### AIM OF THE TASK
Set every record down verbatim and omit the pictures.

··········

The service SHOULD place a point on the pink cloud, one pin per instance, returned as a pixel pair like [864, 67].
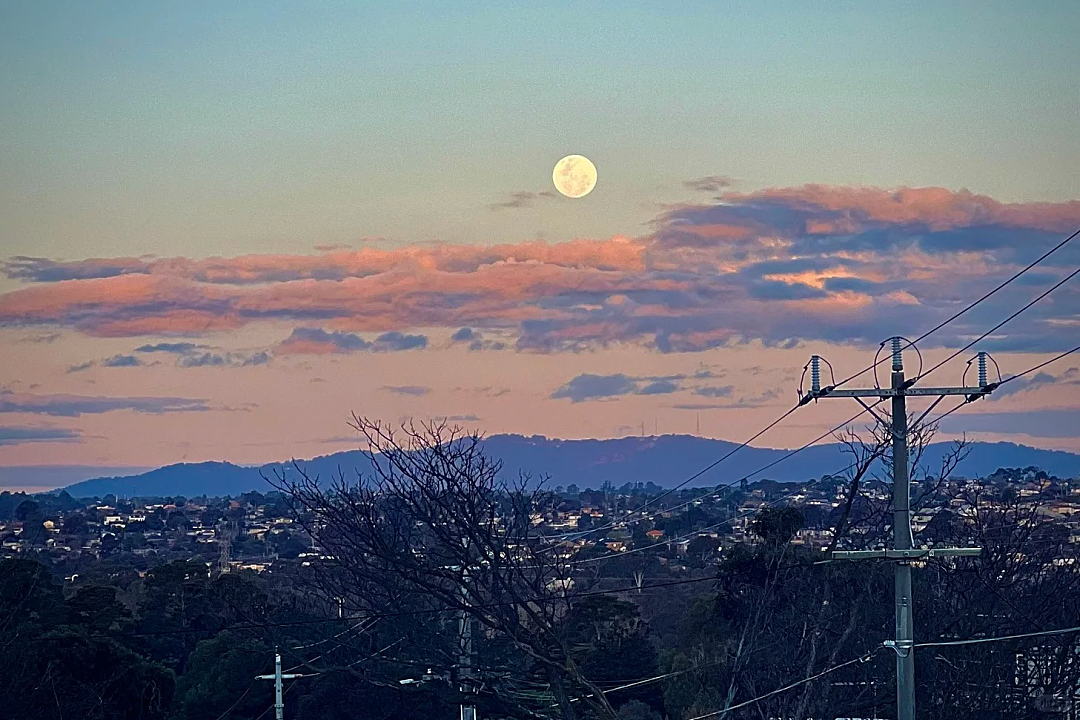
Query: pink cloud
[778, 265]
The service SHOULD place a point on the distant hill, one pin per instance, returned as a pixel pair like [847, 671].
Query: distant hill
[665, 460]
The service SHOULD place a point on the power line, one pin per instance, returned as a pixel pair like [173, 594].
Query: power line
[846, 380]
[1010, 379]
[989, 331]
[970, 307]
[576, 535]
[1041, 365]
[377, 615]
[1002, 638]
[717, 488]
[863, 659]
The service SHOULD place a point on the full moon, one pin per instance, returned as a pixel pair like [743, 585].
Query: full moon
[575, 176]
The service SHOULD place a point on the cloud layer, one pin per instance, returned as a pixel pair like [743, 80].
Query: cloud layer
[71, 406]
[18, 435]
[779, 266]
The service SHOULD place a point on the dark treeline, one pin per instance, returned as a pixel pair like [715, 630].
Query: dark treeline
[435, 539]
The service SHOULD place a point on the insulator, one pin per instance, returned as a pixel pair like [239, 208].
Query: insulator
[898, 358]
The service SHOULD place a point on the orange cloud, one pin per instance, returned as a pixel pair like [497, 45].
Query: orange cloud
[777, 265]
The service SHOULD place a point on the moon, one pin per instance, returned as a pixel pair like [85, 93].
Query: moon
[575, 176]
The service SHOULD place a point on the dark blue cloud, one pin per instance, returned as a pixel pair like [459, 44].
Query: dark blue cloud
[71, 406]
[202, 360]
[595, 386]
[16, 435]
[463, 334]
[121, 361]
[659, 388]
[415, 391]
[713, 391]
[260, 357]
[399, 341]
[850, 285]
[347, 342]
[774, 289]
[177, 348]
[42, 270]
[1054, 423]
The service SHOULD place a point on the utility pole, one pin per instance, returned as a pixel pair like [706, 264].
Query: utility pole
[902, 551]
[466, 656]
[279, 705]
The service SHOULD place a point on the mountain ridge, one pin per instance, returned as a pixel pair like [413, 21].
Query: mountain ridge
[665, 460]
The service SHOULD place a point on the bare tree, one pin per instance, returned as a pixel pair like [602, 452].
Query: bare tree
[434, 525]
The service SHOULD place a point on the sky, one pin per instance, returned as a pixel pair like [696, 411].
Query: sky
[227, 226]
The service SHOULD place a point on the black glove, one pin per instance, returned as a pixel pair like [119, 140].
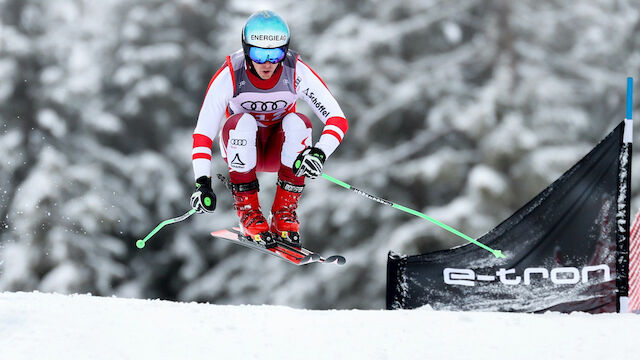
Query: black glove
[309, 163]
[203, 199]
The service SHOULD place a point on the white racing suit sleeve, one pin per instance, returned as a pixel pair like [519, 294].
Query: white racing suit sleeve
[314, 91]
[212, 112]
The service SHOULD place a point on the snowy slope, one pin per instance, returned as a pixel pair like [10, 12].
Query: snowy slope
[48, 326]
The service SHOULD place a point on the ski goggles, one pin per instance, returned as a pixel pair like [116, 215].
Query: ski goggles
[262, 55]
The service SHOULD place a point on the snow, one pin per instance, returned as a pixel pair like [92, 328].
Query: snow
[52, 326]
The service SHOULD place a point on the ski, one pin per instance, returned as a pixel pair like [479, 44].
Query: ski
[283, 251]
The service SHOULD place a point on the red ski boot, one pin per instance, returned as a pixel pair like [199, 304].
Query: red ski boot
[252, 223]
[283, 218]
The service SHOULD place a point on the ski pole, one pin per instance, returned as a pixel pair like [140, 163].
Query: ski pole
[140, 243]
[496, 253]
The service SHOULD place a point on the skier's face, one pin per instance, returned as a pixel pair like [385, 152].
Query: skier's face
[266, 70]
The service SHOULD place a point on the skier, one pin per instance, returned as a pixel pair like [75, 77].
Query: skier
[256, 91]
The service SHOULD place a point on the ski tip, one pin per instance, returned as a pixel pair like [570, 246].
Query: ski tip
[309, 259]
[336, 259]
[498, 254]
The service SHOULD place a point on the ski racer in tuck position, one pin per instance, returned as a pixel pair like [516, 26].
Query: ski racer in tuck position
[256, 90]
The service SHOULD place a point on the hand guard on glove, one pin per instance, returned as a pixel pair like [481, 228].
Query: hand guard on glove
[309, 163]
[203, 199]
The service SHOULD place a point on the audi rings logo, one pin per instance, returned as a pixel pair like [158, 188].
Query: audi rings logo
[238, 142]
[264, 105]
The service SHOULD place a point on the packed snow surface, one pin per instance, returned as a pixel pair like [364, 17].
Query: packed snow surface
[51, 326]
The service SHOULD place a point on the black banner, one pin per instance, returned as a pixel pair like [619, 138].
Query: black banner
[561, 248]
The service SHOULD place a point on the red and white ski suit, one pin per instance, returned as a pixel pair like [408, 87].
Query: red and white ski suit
[262, 130]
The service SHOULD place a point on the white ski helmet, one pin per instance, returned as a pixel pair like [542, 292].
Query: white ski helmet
[265, 37]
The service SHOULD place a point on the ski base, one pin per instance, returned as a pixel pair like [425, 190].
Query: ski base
[292, 254]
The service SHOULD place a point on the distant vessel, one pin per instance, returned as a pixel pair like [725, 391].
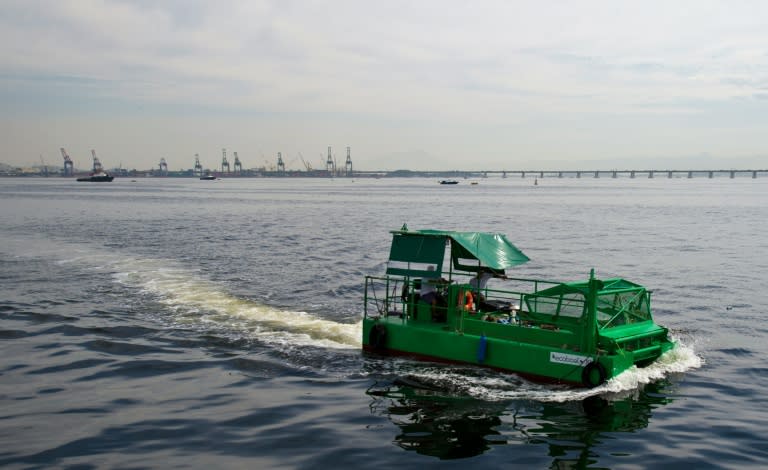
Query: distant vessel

··········

### CORRECT OUTPUT
The service SHOULD place a point on the pink cloud, one pin per instance, returned as a pixel pair like [864, 67].
Query: pink cloud
[778, 265]
The service SHOULD place a point on the distant hill, one pin per instance, returned as a pixel pair like [847, 671].
Query: distant hill
[665, 460]
The service SHOULD place a point on the power line, one pin per instance, returned as a pixel pair like [173, 594].
Query: power line
[846, 380]
[1010, 379]
[989, 331]
[970, 307]
[576, 535]
[1041, 365]
[377, 615]
[1002, 638]
[717, 488]
[863, 659]
The service SHOULD place a point on the full moon, one pin per instance, returned as a pixel pair like [743, 585].
Query: full moon
[575, 176]
The service SHOULD place a point on the cloud layer, one pin per instance, returned as a pixel pair like [743, 80].
Query: cloud layer
[71, 406]
[18, 435]
[779, 266]
The service SHOULD place a point on the dark treeline, one pin per instance, returned as a pixel pair like [715, 630].
Query: dark treeline
[435, 539]
The service SHOULD place a point on the insulator, one pin per instance, returned as a pixel pair like [239, 208].
Query: insulator
[898, 358]
The service SHOULD place a point on the orange cloud, one pin per instance, returned as a pixel pair like [497, 45].
Query: orange cloud
[777, 265]
The service SHOULD place a point on the moon, one pin per instance, returned as a pixel pair like [85, 93].
Query: moon
[575, 176]
The service SHOULD place a point on the dark blue cloud, one pin per instance, returned as a pixel pair like [459, 44].
Query: dark blue cloud
[71, 406]
[202, 360]
[595, 386]
[16, 435]
[463, 334]
[121, 361]
[659, 388]
[415, 391]
[713, 391]
[260, 357]
[399, 341]
[850, 285]
[347, 342]
[774, 289]
[177, 348]
[42, 270]
[1054, 423]
The service SHOULD place a point on the utility pole, one pin per instance, returned as a pixel pair like [706, 264].
Query: utility pole
[902, 551]
[466, 656]
[279, 705]
The service SHOULD place a point on the mountain ridge, one pin per instance, returned as a pixel pair like [413, 21].
Query: mountain ridge
[665, 460]
The service SHOULD place a point on the bare tree, one pin per instance, returned as a pixel pair like [602, 452].
Query: bare tree
[434, 525]
The service SHOULD place a point on the sky, one pin per instance, returned as a pixel pair like [696, 411].
Query: sky
[227, 226]
The service SHOULD place a point on the black glove, one pin per instance, returned as a pixel pair like [119, 140].
Query: black glove
[309, 163]
[203, 199]
The service SHOULD place a point on the white racing suit sleeve, one pin per instance, returned as a pixel pair like [519, 294].
Query: white racing suit sleeve
[314, 91]
[212, 112]
The service SHOULD place a point on the snowy slope, one pin per instance, returned as a pixel pair like [10, 12].
Query: snowy slope
[48, 326]
The service SHOULD place a point on the ski goggles, one pin per instance, returned as a pixel pair like [116, 215].
Query: ski goggles
[262, 55]
The service SHOULD place a point on the snow, one pin per instance, returned as a pixel pair like [92, 328].
Query: snow
[52, 326]
The service SHOULD place a point on the ski, one pin per instance, returned as a pixel pair like [479, 44].
Query: ski
[283, 251]
The service SHOULD place a point on the red ski boot, one pin per instance, returned as a pixel pair like [199, 304].
Query: red ski boot
[252, 223]
[283, 218]
The service SHOULD place a point on the ski pole, one pin per instance, returned as a pixel pair like [140, 163].
Query: ski pole
[140, 243]
[496, 253]
The service SHOULD place a point on the skier's face, one pin per instance, returned as a pixel pair like [385, 152].
Query: skier's face
[266, 70]
The service SHOULD place a point on the skier, one pin per instance, returned as a pixel pair like [75, 77].
Query: skier
[256, 91]
The service SHOULD place a point on the ski tip, one pin per instance, returned as a pixel pair like [570, 246].
Query: ski tip
[309, 259]
[336, 259]
[498, 254]
The service SHOULD place a point on the ski racer in tuck position, one pin per instance, returned as a pixel pair like [516, 26].
Query: ski racer in tuck position
[256, 90]
The service SHOULD place a point on the hand guard on glove, one pin per instance, returned as a pixel pair like [481, 228].
Query: hand guard on glove
[309, 163]
[203, 199]
The service SHOULD place a point on the audi rings logo, one pin per instance, returned as a pixel pair like [158, 188].
Query: audi rings logo
[238, 142]
[264, 105]
The service SHOULD place a point on the packed snow surface, one pin per instance, returned as a pixel pair like [364, 17].
Query: packed snow surface
[51, 326]
The service SHOULD place a point on the black banner, one pin per instance, returned as a pixel pair like [619, 138].
Query: black banner
[561, 248]
The service SHOULD place a point on the red and white ski suit, one pin per instance, returned as a pixel pair like [408, 87].
Query: red and white ski suit
[262, 130]
The service SHOULD place a point on the white ski helmet, one pin per instance, returned as a pixel pair like [542, 292].
Query: white ski helmet
[265, 37]
The service SHOULD place a point on the ski base, one pin per instance, returned as a pixel pair like [425, 190].
Query: ski base
[292, 254]
The service SHOULD place a point on the distant vessel, one pin per instance, returned as a pixel pair like [725, 391].
Query: distant vessel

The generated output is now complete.